> [Extract to read]:
--- --- ---
Healthcare organizations easily become victims of cyberattacks because of continually using outdated software and not patching vulnerabilities promptly. This problem is evident in the WannaCry ransomware attacks in May 2017. U.S. healthcare providers were lucky to have escaped unlike their counterparts in the U.K. Symantec recently talked about a threat group that has been attacking the healthcare industry for 3 years now and accessing sensitive information. It is because of the continued use of outdated software that it is easy for attackers to move laterally within a network.
Action must be taken to address the problem of attackers exploiting the vulnerabilities due to unpatched , outdated and unsupported operating systems. The cyberattacks will not stop unless the industry players do something. While there are available options to upgrade systems, there are still many healthcare providers that choose legacy software and equipment, do not remediate vulnerabilities and fail to patch systems promptly.
Steps are being taken to resolve medical device security but the progress is slow. The U.S. Food and Drug Administration actually has plans of requiring manufacturers to include a feature that update devices throughout the life cycle of the products. This will certainly help keep new devices updated, but what about the old devices? Healthcare organizations that use old software and outdated equipment are very vulnerable. Unfortunately, there’s very little that can be done. It is possible to update devices and software, but managing the vulnerabilities is costly and challenging.
Before healthcare providers choose to upgrade systems and remediate vulnerabilities, they typically do a cost-benefit analysis. If updating and maintaining devices entail a very high cost and there are no other alternatives, they simply accept the risks associated with the use of the devices. Another negative impact of continually updating old devices is the lost time and resources that could have been used for developing new and advanced devices or treatments.
The U.S. House Energy and Commerce Committee knows about the problem. Hence, the committee is talking to industry stakeholders to help tackle the issue and improve cybersecurity. One cybersecurity professional estimated that an organization may spend $400 to $4,000 just to fix just one vulnerability. What if more than one vulnerability need to be fixed? It’s gonna be a very costly and daunting task.
The House Committee on Energy and Commerce is requesting feedback on this issue from the healthcare industry stakeholders and other people until May 31, 2018.
--- --- ---
(Stored data)
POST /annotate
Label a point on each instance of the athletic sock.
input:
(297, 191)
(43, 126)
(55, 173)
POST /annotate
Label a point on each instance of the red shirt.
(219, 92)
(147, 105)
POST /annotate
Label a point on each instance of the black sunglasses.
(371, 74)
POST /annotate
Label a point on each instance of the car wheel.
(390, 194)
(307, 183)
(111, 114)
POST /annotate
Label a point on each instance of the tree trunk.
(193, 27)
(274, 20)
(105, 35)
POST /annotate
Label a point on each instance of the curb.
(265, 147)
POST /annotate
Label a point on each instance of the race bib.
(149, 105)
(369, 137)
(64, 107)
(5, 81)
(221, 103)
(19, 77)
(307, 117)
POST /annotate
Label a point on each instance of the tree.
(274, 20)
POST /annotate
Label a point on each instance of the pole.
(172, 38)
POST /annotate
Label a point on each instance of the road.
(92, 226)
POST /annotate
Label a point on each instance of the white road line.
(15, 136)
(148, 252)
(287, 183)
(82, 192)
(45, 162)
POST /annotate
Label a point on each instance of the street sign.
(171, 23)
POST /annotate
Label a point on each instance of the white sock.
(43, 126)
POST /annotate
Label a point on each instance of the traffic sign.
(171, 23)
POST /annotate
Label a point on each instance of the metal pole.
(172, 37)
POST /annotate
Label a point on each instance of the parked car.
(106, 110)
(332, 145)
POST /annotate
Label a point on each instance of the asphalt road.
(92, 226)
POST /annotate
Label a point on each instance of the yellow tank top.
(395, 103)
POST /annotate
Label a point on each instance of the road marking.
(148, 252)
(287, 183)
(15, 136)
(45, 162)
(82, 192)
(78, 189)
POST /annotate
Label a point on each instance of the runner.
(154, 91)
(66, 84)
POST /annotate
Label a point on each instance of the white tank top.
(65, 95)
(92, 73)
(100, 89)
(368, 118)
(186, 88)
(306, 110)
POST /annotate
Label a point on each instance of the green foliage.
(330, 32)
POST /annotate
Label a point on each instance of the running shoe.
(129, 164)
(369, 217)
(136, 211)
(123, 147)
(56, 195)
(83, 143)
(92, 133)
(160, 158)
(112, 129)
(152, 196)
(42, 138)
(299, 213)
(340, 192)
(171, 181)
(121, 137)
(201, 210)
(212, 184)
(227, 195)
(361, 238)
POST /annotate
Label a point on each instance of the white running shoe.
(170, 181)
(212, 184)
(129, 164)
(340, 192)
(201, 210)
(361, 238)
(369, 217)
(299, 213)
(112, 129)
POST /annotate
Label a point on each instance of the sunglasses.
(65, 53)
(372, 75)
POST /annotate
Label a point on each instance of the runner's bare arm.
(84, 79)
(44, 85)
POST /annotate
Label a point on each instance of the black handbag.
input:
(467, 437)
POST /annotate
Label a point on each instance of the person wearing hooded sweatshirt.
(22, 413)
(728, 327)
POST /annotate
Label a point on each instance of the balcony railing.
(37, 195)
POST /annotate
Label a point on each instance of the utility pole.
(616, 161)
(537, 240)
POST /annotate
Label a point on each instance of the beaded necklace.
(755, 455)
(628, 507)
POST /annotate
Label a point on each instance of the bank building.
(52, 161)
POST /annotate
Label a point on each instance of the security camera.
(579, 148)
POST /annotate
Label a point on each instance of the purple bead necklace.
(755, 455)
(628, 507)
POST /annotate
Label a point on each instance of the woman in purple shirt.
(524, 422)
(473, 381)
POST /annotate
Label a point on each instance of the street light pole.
--- --- ---
> [Assigned task A]: Copy the stretch of the passage on healthcare cybersecurity from "Before healthcare providers" through "and daunting task.".
> [Assigned task B]: In the passage on healthcare cybersecurity, what amount did one cybersecurity professional estimate an organization may spend to fix a single vulnerability?

> [Result A]:
Before healthcare providers choose to upgrade systems and remediate vulnerabilities, they typically do a cost-benefit analysis. If updating and maintaining devices entail a very high cost and there are no other alternatives, they simply accept the risks associated with the use of the devices. Another negative impact of continually updating old devices is the lost time and resources that could have been used for developing new and advanced devices or treatments.
The U.S. House Energy and Commerce Committee knows about the problem. Hence, the committee is talking to industry stakeholders to help tackle the issue and improve cybersecurity. One cybersecurity professional estimated that an organization may spend $400 to $4,000 just to fix just one vulnerability. What if more than one vulnerability need to be fixed? It’s gonna be a very costly and daunting task.

> [Result B]: $400 to $4,000